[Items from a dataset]
____
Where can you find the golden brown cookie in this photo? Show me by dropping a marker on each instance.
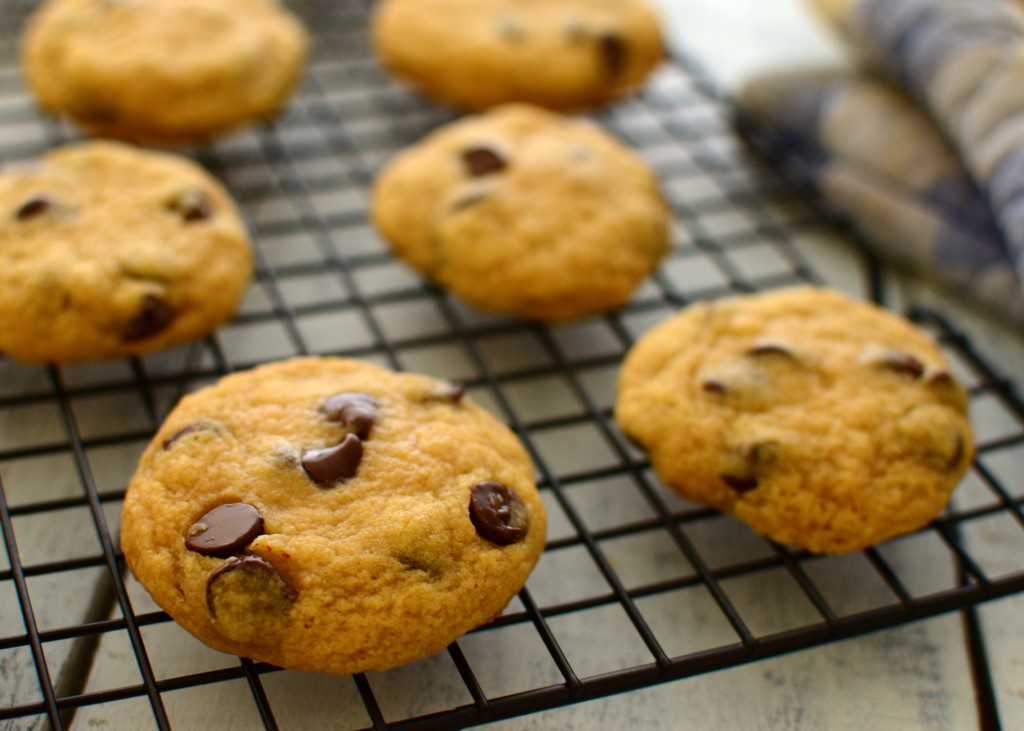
(562, 54)
(110, 251)
(163, 71)
(820, 421)
(524, 212)
(325, 514)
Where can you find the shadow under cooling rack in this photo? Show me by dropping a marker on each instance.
(636, 587)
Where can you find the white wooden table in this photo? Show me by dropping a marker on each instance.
(918, 676)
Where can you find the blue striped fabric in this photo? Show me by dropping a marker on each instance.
(963, 60)
(877, 160)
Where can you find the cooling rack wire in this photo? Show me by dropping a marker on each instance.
(636, 587)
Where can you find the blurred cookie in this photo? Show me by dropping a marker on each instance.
(820, 421)
(163, 71)
(562, 54)
(524, 212)
(325, 514)
(111, 251)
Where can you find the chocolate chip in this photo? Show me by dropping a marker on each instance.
(748, 464)
(713, 385)
(613, 53)
(482, 161)
(225, 530)
(246, 595)
(154, 315)
(189, 429)
(498, 513)
(192, 206)
(940, 378)
(332, 465)
(35, 206)
(901, 362)
(357, 411)
(740, 483)
(766, 347)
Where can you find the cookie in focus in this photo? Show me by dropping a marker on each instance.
(329, 515)
(163, 71)
(111, 251)
(523, 212)
(820, 421)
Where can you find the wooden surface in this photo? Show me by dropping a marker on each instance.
(913, 677)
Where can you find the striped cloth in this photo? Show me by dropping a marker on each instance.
(923, 148)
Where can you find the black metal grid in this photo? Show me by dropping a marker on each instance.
(79, 639)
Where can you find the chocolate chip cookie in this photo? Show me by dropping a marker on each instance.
(325, 514)
(524, 212)
(109, 251)
(820, 421)
(564, 54)
(163, 71)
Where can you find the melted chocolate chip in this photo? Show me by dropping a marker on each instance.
(766, 347)
(154, 315)
(740, 483)
(613, 53)
(192, 206)
(35, 206)
(498, 513)
(332, 465)
(245, 595)
(356, 411)
(713, 385)
(748, 464)
(225, 530)
(482, 161)
(940, 378)
(901, 362)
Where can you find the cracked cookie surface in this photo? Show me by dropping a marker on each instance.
(256, 543)
(523, 212)
(163, 71)
(818, 420)
(109, 251)
(561, 54)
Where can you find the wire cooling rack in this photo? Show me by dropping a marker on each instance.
(636, 587)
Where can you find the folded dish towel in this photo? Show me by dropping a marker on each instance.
(922, 148)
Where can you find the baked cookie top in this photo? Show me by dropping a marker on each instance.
(562, 54)
(325, 514)
(108, 251)
(820, 421)
(163, 71)
(524, 212)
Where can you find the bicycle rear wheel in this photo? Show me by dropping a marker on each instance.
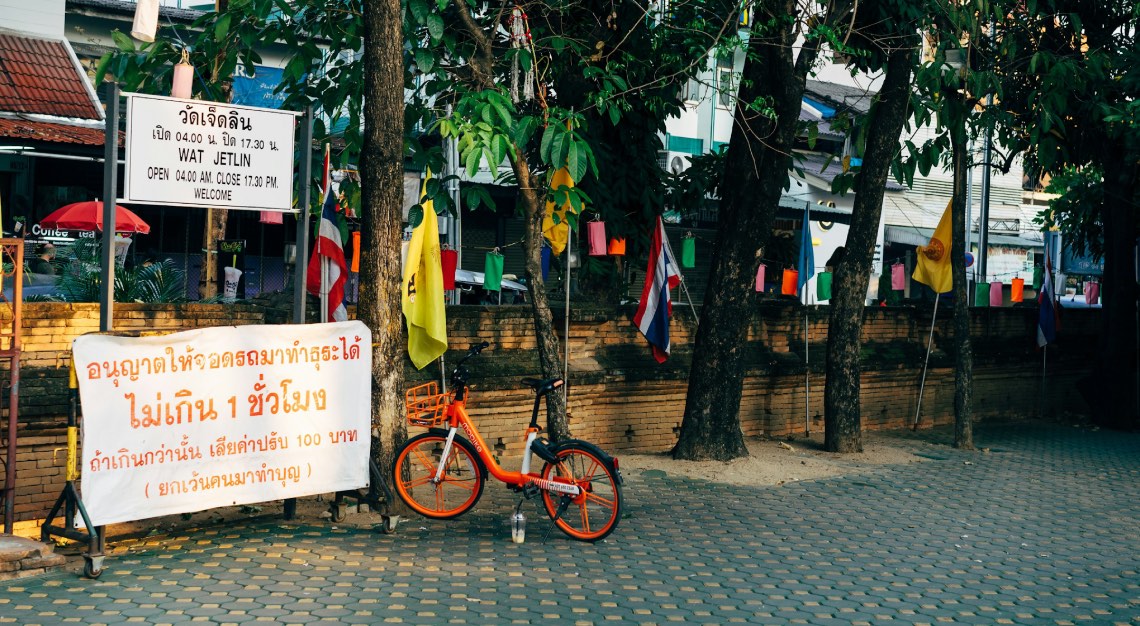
(594, 513)
(459, 486)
____
Write out the records exactly, starting at the line that contains "Where can you find the cracked" and continuing through the end of the records, with both ends included. Leave the pictures out of your answer.

Where can you find the cracked cookie surface in this photo? Show me by dropping a marker on each instance.
(256, 543)
(523, 212)
(163, 71)
(818, 420)
(109, 251)
(561, 54)
Where can you find the wire cooling rack in this photo? Show me by dropping a marker on each instance.
(636, 587)
Where can you find the folded dish towel in this photo? Show me by dropping a marker on each instance.
(922, 148)
Where can you find the baked cookie top in this photo? Show me by dropping a marker on each instance.
(562, 54)
(325, 514)
(108, 251)
(820, 421)
(163, 71)
(524, 212)
Where can you find the bicycle rear wheel in this photo? Show me by dropping a marker on each instance.
(594, 513)
(459, 486)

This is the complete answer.